((

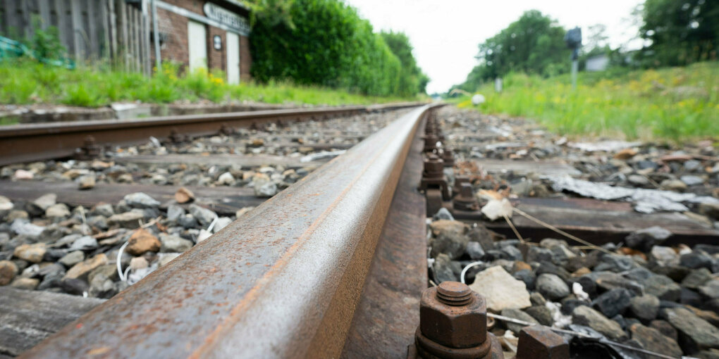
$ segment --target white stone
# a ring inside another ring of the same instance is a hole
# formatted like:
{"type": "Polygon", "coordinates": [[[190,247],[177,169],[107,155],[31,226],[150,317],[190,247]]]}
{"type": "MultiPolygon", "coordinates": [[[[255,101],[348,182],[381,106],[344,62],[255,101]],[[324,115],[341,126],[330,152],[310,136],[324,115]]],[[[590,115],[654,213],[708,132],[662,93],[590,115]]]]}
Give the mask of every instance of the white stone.
{"type": "Polygon", "coordinates": [[[487,309],[495,312],[532,305],[524,282],[514,279],[499,266],[478,273],[470,288],[483,296],[487,299],[487,309]]]}

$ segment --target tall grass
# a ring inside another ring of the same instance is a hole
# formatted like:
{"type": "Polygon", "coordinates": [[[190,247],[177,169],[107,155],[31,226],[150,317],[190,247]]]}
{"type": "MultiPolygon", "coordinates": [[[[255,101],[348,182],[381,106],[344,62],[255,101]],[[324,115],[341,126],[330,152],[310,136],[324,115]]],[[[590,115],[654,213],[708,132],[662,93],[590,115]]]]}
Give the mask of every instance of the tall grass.
{"type": "MultiPolygon", "coordinates": [[[[719,138],[719,63],[658,70],[582,73],[573,91],[569,75],[511,74],[504,90],[487,84],[482,111],[535,119],[563,134],[669,139],[719,138]]],[[[460,107],[472,107],[468,98],[460,107]]]]}
{"type": "Polygon", "coordinates": [[[165,63],[147,78],[103,67],[75,70],[47,66],[31,60],[0,61],[0,104],[62,103],[99,107],[113,102],[176,101],[214,103],[249,101],[313,105],[369,104],[418,98],[366,96],[343,90],[299,86],[290,83],[230,85],[219,71],[180,75],[176,64],[165,63]]]}

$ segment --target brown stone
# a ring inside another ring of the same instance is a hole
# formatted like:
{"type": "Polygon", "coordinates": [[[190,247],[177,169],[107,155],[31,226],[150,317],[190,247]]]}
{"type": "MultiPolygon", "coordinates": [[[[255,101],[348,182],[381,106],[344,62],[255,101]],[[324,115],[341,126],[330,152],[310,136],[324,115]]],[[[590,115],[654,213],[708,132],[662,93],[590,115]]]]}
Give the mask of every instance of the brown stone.
{"type": "Polygon", "coordinates": [[[162,245],[157,237],[144,228],[135,230],[128,242],[125,251],[133,256],[139,256],[145,252],[159,252],[162,245]]]}
{"type": "Polygon", "coordinates": [[[77,279],[87,276],[93,269],[105,264],[107,264],[107,256],[104,253],[98,254],[73,266],[63,279],[77,279]]]}
{"type": "Polygon", "coordinates": [[[636,154],[636,150],[633,149],[624,149],[614,154],[614,158],[617,159],[629,159],[636,154]]]}
{"type": "Polygon", "coordinates": [[[175,200],[178,203],[187,203],[195,199],[195,194],[186,187],[181,187],[175,192],[175,200]]]}
{"type": "Polygon", "coordinates": [[[582,276],[589,274],[590,273],[592,273],[591,269],[587,267],[582,267],[574,271],[574,272],[572,274],[572,276],[582,276]]]}
{"type": "Polygon", "coordinates": [[[532,270],[532,266],[526,262],[523,262],[521,261],[518,261],[514,262],[514,271],[521,271],[523,269],[526,269],[528,271],[532,270]]]}
{"type": "Polygon", "coordinates": [[[12,261],[0,261],[0,286],[10,283],[17,272],[17,266],[12,261]]]}
{"type": "Polygon", "coordinates": [[[40,263],[47,251],[45,243],[22,244],[15,248],[13,255],[29,262],[40,263]]]}

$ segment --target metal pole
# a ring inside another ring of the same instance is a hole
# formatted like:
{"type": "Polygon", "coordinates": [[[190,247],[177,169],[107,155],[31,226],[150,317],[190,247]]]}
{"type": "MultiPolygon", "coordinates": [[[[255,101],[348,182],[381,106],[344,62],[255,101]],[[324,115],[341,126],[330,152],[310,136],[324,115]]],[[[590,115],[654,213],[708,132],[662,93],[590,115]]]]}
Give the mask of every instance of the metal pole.
{"type": "MultiPolygon", "coordinates": [[[[572,89],[577,90],[577,70],[579,69],[580,62],[577,60],[572,60],[572,89]]],[[[566,68],[566,67],[565,67],[566,68]]]]}
{"type": "Polygon", "coordinates": [[[155,71],[162,71],[162,62],[160,58],[160,31],[157,29],[157,1],[152,0],[152,32],[155,40],[155,71]]]}

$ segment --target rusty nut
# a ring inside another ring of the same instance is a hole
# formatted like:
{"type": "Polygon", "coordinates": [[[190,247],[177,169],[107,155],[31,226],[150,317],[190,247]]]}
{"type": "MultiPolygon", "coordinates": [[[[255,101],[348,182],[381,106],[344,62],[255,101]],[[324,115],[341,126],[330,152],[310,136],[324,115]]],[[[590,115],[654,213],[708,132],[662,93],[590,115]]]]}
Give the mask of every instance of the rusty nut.
{"type": "Polygon", "coordinates": [[[420,330],[432,341],[453,348],[476,347],[487,340],[487,303],[458,281],[444,281],[422,293],[420,330]]]}

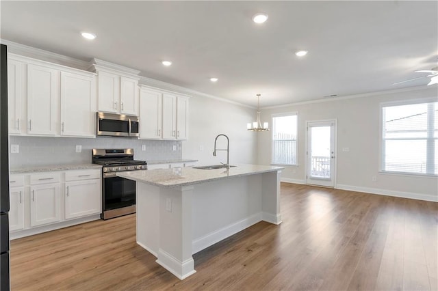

))

_WHAT THE EXERCISE ASKS:_
Starting at the line that has "--target rusty nut" and running through the end of the data, write those lines again with "rusty nut" swapped for "corroded nut" and everything else unchanged. Leave the pictures out of your answer.

_RESULT OF THIS TASK:_
$ segment --target corroded nut
# a ring inside another ring of the same instance is a hole
# formatted like:
{"type": "Polygon", "coordinates": [[[190,247],[177,169],[107,155],[31,226],[150,317],[190,247]]]}
{"type": "MultiPolygon", "coordinates": [[[[255,101],[348,182],[381,106],[344,62],[255,101]],[[324,115],[341,126],[330,152],[310,136],[324,115]]],[[[590,115],[654,213],[708,132],[662,93],[590,115]]]]}
Give the mask of every instance of the corroded nut.
{"type": "Polygon", "coordinates": [[[420,330],[432,341],[453,348],[476,347],[487,340],[487,303],[458,281],[444,281],[422,293],[420,330]]]}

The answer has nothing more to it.